§ WRITTEN TASK
Quote the FALKON repository page below word for word, from "Built on top" to "and one GPU.".

§ SOURCE PASSAGE
※ ※ ※

Awesome

FALKON_paper

:grey_exclamation:NOTE:grey_exclamation:: A new and improved version of the Falkon algorithm is now available at (https://github.com/FalkonML/falkon):

Built on top of PyTorch

Lightning fast

Multi-GPU support

Logistic loss support

Intro

This repository provides the code used to run the experiments of the paper "FALKON: An Optimal Large Scale Kernel Method" (https://arxiv.org/abs/1705.10958). In particular, the folder FALKON contains a preliminary MATLAB implementation of the algorithm, that uses CPU and one GPU.

Installation on LINUX

To install the code, set the MATLAB shell path to the FALKON folder and run:

mex -largeArrayDims ./tri_solve_d.cpp -lmwblas -lmwlapack

mex -largeArrayDims ./inplace_chol.cpp -lmwblas -lmwlapack

Furthermore the "free" command line linux tool needs to be installed on your machine.

FALKON

The algorithm is implemented by the function

alpha = falkon(Xtr, C, kernel, Ytr, lambda, T, cobj, callback, memToUse, useGPU)

※ ※ ※

§ RECORD EXCERPTS

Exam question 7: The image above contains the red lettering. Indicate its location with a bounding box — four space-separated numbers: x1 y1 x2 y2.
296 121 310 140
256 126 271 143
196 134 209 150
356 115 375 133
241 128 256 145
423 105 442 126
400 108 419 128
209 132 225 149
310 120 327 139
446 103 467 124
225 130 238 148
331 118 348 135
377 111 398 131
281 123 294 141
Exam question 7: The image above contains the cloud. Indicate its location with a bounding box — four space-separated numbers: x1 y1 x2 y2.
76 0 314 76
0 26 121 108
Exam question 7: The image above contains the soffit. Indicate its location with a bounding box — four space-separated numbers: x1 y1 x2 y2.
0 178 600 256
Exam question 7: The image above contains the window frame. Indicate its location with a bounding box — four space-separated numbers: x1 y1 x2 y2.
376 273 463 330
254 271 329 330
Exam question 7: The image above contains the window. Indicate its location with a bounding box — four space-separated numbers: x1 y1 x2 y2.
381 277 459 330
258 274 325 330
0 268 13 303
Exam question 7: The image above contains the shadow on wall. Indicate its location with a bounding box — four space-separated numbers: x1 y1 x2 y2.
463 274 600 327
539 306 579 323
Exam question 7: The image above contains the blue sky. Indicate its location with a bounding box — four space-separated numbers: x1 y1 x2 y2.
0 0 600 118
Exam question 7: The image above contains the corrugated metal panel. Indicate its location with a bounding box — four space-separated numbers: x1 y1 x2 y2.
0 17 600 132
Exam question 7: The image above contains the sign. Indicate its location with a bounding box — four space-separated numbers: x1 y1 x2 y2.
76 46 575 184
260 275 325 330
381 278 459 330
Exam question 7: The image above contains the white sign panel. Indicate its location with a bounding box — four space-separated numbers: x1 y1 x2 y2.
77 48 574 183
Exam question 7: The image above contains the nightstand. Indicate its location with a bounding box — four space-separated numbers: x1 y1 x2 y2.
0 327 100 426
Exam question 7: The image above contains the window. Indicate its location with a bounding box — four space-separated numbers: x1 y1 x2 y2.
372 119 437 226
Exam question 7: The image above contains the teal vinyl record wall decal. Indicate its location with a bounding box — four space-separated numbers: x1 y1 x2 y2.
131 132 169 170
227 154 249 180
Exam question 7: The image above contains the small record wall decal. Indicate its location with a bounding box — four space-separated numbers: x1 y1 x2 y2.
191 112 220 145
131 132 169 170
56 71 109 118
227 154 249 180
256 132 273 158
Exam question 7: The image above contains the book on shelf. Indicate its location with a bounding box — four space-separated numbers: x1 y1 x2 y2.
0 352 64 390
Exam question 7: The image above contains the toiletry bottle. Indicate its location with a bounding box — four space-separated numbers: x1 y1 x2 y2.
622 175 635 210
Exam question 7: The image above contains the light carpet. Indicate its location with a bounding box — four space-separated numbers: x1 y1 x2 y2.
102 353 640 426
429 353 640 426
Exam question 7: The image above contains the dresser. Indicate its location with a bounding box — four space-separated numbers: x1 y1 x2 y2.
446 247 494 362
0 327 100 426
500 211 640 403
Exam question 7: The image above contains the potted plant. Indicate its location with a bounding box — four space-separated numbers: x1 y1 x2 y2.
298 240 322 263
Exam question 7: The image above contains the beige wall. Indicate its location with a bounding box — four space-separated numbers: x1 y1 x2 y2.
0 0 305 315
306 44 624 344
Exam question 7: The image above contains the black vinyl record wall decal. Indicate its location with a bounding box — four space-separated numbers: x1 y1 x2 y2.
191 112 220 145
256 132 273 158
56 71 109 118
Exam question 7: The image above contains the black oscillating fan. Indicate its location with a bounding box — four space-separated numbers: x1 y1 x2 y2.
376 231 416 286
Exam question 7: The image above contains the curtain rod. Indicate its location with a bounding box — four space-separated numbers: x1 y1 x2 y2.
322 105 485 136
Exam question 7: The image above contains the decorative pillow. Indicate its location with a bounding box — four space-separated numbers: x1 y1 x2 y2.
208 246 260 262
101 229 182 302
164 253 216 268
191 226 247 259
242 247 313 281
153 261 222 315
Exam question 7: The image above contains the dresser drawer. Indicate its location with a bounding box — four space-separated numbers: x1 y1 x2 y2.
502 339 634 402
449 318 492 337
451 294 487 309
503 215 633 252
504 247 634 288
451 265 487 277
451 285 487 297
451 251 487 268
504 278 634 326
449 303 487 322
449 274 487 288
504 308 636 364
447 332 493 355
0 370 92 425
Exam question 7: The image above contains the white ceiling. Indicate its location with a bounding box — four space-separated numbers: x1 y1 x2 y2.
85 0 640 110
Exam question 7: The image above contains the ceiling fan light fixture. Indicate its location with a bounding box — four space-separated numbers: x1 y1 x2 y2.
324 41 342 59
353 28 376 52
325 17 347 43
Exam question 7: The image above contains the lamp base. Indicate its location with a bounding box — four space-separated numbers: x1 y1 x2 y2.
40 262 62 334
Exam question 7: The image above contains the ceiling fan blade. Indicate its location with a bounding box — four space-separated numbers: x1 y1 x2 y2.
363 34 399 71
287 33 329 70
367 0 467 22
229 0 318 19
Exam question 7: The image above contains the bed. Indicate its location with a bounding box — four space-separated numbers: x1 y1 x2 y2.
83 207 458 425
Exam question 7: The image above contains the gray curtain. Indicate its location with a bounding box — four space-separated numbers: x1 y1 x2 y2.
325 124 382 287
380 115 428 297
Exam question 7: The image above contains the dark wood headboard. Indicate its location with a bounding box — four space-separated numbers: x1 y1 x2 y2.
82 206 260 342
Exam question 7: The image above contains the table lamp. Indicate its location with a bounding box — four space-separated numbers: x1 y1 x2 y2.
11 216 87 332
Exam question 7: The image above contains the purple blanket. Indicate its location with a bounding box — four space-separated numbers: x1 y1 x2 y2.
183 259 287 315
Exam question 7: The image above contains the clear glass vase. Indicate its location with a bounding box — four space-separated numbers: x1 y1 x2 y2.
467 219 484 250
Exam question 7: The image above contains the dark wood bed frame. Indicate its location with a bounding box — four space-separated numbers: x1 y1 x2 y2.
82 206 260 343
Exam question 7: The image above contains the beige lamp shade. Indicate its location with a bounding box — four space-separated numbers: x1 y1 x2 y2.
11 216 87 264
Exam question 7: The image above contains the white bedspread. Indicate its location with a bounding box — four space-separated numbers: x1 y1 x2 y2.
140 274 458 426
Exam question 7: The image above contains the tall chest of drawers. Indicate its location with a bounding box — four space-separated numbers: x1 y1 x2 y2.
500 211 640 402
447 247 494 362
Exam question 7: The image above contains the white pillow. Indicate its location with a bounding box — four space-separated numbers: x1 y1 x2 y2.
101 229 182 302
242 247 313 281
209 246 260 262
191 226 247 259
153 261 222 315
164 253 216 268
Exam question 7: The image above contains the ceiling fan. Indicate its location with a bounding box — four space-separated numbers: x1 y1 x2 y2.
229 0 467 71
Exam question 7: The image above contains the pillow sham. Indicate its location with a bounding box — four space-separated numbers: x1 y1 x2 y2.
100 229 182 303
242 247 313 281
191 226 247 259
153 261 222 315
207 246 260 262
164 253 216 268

※ ※ ※

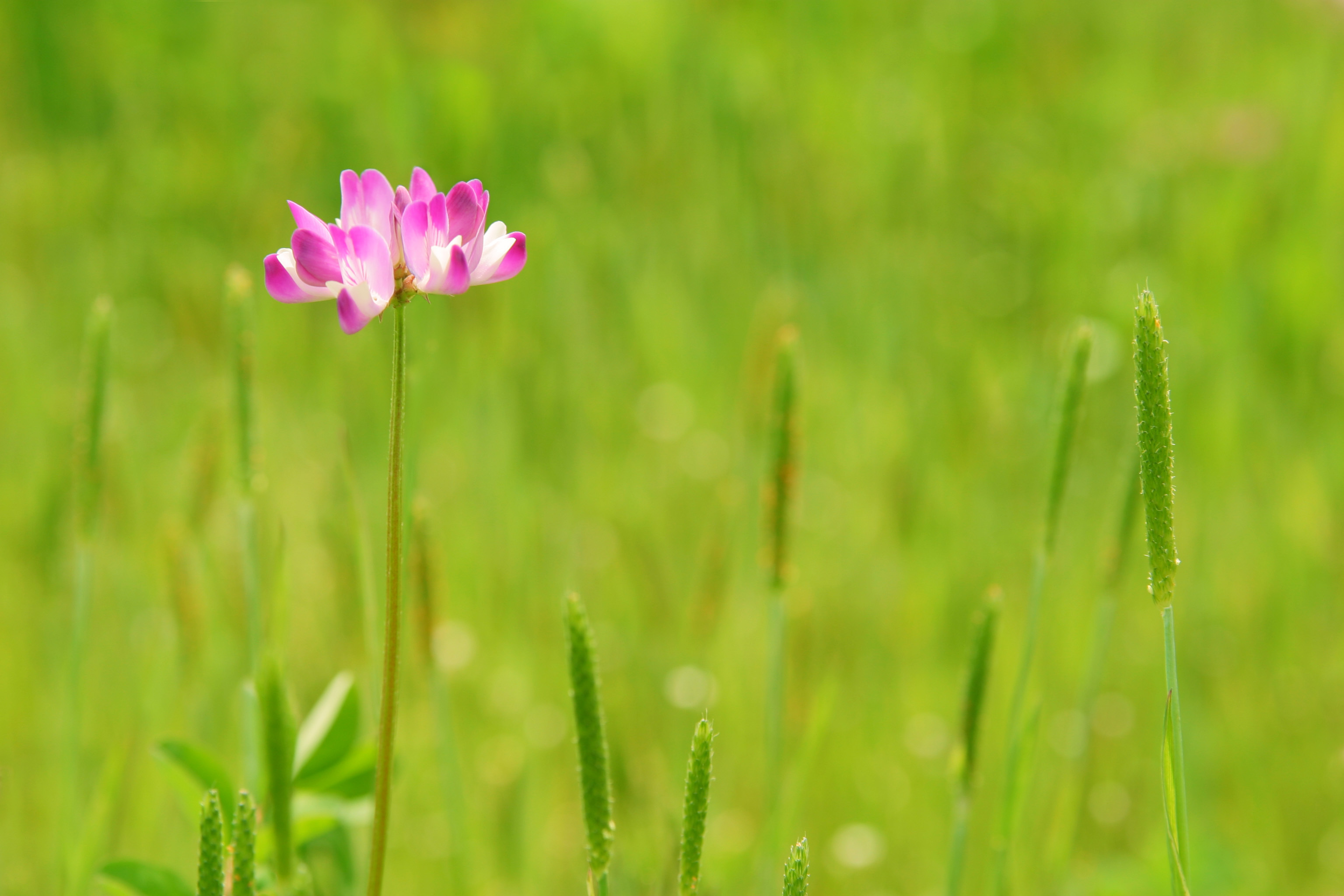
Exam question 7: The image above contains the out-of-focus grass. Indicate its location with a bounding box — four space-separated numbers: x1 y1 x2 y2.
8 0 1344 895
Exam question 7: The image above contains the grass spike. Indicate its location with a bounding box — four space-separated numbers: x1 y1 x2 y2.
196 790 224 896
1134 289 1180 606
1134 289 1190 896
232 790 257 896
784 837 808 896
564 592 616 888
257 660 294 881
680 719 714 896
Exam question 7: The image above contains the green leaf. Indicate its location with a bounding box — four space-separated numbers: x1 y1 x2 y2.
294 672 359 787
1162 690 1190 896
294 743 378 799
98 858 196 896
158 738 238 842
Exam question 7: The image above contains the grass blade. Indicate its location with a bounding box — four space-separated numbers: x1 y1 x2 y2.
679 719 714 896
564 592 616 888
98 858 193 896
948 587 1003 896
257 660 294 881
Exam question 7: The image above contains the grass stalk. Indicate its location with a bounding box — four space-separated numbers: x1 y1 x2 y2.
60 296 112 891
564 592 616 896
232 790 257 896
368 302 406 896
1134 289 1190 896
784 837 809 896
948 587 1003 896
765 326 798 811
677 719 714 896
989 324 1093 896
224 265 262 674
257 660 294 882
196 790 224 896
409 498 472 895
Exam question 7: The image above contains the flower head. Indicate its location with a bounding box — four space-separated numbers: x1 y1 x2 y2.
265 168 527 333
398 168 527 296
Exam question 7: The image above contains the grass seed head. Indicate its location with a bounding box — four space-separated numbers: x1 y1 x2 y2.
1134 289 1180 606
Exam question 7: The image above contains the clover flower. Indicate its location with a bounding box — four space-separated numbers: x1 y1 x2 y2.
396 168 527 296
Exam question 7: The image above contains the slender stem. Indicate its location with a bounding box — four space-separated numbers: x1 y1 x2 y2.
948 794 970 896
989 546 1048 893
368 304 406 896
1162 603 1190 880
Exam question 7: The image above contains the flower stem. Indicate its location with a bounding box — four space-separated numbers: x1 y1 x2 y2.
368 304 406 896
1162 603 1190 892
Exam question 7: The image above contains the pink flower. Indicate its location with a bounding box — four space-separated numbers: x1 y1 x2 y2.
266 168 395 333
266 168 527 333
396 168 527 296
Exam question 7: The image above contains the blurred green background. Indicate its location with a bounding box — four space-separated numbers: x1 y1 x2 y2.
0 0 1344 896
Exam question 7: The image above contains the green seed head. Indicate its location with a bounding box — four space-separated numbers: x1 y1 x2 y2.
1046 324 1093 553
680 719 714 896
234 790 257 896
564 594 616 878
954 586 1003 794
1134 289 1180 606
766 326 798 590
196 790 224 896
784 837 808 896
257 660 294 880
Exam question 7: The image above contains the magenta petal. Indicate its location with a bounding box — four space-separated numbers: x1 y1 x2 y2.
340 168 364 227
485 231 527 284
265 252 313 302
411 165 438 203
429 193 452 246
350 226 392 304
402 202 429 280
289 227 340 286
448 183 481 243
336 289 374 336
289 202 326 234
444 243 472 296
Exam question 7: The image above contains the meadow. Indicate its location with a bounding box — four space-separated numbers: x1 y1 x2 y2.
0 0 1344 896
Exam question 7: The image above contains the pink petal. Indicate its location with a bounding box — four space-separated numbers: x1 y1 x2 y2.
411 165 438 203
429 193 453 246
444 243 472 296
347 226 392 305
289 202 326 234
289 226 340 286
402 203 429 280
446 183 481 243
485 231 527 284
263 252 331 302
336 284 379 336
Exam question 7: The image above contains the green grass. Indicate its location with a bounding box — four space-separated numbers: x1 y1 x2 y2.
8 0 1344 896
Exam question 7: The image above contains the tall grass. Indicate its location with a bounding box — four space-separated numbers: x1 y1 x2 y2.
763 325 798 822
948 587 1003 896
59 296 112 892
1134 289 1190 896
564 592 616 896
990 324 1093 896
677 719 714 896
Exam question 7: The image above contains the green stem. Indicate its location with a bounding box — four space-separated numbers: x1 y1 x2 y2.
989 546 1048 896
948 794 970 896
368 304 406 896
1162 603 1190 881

※ ※ ※

§ THE OUTPUT
Built on top of PyTorch

Lightning fast

Multi-GPU support

Logistic loss support

Intro

This repository provides the code used to run the experiments of the paper "FALKON: An Optimal Large Scale Kernel Method" (https://arxiv.org/abs/1705.10958). In particular, the folder FALKON contains a preliminary MATLAB implementation of the algorithm, that uses CPU and one GPU.